■ REQUIREMENT
Would you please return the line containing "Identify a point for each instance of the brown pulp" and all the lines after it through the end of the records below, unchanged and on their own?

■ SUPPLIED RECORDS
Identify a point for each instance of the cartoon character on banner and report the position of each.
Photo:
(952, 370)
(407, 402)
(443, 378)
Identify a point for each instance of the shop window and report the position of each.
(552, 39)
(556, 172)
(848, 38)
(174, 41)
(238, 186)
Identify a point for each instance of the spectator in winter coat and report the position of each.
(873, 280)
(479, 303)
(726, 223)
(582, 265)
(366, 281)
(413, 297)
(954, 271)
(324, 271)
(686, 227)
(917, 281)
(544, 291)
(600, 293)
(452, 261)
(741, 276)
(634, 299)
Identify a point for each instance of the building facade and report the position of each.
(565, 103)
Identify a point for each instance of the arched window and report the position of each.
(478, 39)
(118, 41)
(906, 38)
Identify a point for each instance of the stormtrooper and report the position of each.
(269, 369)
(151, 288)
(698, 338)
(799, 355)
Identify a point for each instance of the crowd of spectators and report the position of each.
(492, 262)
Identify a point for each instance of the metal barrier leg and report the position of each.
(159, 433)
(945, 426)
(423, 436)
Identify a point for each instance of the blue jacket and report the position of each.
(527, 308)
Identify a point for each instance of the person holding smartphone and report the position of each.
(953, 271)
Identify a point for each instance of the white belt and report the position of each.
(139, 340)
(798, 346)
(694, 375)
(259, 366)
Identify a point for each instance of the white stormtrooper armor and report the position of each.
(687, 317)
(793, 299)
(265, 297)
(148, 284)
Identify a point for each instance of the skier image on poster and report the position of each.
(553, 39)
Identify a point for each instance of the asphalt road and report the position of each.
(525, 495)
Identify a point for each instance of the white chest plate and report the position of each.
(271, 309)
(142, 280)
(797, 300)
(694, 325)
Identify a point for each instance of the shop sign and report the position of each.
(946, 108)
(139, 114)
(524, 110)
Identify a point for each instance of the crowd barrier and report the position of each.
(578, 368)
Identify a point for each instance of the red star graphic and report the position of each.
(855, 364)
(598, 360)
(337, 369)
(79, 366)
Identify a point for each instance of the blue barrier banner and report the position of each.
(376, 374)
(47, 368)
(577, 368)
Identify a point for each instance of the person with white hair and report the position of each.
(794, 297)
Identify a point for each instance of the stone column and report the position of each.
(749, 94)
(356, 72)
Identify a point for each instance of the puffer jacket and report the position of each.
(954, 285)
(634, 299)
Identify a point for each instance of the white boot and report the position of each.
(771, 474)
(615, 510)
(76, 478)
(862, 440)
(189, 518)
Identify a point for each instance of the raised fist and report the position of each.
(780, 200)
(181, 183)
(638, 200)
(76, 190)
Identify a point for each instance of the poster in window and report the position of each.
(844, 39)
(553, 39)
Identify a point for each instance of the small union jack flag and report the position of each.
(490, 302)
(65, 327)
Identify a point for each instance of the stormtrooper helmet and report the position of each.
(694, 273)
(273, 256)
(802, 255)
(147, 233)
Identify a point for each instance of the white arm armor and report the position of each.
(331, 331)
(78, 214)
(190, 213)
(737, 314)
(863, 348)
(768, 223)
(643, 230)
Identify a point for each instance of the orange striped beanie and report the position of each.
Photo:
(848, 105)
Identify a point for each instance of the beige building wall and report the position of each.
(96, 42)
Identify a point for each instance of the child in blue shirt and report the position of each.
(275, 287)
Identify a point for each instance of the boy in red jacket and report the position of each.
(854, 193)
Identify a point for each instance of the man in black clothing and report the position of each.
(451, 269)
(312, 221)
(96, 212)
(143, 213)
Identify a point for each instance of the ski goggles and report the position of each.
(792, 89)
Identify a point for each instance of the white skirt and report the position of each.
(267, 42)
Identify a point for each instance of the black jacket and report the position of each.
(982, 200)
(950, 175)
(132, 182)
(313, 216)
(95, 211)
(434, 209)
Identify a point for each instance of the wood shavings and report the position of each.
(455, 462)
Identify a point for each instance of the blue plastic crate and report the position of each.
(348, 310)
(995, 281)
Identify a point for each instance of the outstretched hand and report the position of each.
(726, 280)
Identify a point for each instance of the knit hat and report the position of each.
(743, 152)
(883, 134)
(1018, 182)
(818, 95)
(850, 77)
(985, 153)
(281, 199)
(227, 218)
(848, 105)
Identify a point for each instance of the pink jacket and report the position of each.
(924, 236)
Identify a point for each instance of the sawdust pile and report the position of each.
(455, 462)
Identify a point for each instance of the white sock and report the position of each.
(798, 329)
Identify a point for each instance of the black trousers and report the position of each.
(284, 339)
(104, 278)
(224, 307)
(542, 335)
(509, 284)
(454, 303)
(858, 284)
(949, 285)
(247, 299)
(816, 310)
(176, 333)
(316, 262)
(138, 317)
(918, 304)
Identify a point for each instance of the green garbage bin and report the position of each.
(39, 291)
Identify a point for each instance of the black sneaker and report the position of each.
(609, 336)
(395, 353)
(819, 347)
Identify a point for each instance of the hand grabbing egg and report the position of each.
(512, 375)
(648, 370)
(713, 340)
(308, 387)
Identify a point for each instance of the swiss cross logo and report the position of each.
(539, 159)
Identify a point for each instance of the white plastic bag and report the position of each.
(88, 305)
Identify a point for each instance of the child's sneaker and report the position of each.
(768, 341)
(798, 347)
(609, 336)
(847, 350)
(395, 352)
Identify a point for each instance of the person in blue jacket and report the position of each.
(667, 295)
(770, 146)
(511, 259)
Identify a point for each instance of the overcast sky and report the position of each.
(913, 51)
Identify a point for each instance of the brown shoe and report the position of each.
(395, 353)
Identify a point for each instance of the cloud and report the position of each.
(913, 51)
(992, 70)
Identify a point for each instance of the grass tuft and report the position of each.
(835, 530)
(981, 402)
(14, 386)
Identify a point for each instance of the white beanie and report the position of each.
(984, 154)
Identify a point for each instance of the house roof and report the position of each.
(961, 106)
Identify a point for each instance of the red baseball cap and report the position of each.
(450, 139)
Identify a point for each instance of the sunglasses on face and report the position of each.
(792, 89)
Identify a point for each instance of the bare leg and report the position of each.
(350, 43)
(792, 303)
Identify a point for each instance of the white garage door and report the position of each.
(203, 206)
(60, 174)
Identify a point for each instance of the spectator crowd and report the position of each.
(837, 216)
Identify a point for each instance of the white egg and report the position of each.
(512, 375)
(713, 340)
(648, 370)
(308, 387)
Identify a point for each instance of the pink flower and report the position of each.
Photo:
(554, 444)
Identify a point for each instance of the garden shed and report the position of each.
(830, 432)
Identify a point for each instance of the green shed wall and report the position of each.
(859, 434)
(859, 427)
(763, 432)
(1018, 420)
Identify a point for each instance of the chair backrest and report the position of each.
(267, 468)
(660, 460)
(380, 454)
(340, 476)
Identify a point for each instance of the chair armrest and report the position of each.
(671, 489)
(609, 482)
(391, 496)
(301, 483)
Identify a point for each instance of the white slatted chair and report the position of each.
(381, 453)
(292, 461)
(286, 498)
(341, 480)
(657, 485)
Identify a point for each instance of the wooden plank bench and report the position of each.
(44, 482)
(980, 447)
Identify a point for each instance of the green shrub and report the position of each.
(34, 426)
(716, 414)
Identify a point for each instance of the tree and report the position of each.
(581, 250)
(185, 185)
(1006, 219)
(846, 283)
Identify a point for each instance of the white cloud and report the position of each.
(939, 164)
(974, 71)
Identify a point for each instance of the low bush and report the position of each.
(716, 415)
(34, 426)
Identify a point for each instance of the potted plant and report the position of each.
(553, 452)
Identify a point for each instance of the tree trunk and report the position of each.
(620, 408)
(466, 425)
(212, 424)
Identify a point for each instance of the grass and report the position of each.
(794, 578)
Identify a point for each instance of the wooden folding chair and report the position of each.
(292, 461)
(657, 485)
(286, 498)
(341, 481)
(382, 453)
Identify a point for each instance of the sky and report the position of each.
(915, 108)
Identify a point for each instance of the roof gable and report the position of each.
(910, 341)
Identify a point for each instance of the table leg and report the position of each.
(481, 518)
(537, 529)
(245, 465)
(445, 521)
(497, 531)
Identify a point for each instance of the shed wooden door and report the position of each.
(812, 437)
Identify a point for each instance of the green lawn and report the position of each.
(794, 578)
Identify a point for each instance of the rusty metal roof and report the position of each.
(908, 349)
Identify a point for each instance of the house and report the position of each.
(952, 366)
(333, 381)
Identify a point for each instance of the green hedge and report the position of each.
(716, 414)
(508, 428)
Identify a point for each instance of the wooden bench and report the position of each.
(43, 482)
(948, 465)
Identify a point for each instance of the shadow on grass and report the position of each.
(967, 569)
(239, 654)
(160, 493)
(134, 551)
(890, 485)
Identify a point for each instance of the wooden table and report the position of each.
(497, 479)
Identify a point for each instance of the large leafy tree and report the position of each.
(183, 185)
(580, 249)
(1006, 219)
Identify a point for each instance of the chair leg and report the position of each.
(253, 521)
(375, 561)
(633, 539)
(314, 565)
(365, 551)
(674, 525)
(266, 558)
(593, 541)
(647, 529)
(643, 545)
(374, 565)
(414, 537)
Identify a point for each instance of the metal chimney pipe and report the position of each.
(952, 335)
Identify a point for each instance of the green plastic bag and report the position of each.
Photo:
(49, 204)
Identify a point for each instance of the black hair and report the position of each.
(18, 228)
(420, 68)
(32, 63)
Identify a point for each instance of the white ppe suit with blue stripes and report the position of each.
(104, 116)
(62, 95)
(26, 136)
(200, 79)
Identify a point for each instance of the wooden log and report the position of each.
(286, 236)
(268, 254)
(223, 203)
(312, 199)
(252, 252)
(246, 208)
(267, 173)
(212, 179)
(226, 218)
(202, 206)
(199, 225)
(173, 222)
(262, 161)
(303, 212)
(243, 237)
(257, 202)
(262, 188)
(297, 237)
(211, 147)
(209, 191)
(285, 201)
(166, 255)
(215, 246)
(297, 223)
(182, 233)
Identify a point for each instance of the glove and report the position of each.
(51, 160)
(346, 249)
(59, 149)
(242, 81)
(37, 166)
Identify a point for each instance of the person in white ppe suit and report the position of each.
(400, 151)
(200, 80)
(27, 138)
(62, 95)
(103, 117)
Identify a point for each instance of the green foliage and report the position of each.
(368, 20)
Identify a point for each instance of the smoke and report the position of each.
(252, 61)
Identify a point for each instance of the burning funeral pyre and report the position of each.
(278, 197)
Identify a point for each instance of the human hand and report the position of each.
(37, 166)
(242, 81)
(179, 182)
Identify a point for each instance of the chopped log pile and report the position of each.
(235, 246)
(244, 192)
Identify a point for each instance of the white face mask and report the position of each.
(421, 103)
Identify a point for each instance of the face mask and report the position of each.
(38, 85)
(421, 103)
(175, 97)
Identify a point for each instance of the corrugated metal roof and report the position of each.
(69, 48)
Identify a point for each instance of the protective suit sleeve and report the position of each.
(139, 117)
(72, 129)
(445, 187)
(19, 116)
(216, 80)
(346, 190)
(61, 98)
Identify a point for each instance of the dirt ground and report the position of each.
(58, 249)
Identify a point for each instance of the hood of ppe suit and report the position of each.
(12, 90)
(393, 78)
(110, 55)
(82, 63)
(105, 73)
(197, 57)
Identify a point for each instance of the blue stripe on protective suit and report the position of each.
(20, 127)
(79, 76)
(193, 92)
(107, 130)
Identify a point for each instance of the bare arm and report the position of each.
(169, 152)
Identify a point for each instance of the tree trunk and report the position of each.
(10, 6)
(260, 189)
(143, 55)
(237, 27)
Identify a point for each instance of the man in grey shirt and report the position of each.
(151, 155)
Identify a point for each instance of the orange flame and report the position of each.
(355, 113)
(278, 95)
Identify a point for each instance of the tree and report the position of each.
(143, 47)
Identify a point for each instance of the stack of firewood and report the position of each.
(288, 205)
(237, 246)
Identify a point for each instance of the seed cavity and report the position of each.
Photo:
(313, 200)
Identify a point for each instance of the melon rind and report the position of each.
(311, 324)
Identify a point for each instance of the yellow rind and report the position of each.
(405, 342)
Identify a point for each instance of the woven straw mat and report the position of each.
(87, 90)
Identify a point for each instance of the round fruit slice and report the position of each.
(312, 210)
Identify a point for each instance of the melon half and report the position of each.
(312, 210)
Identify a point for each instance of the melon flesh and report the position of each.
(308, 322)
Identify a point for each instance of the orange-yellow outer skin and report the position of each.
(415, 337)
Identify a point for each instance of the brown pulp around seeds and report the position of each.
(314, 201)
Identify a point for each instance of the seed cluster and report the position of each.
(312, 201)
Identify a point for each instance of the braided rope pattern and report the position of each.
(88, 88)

■ WRITTEN ANSWER
Identify a point for each instance of the brown pulp around seeds and report the position of each.
(314, 201)
Identify a point for each instance of the seed cluster and report the position of each.
(312, 201)
Identify a point for each instance of the braided rope pattern and report the position of each.
(88, 88)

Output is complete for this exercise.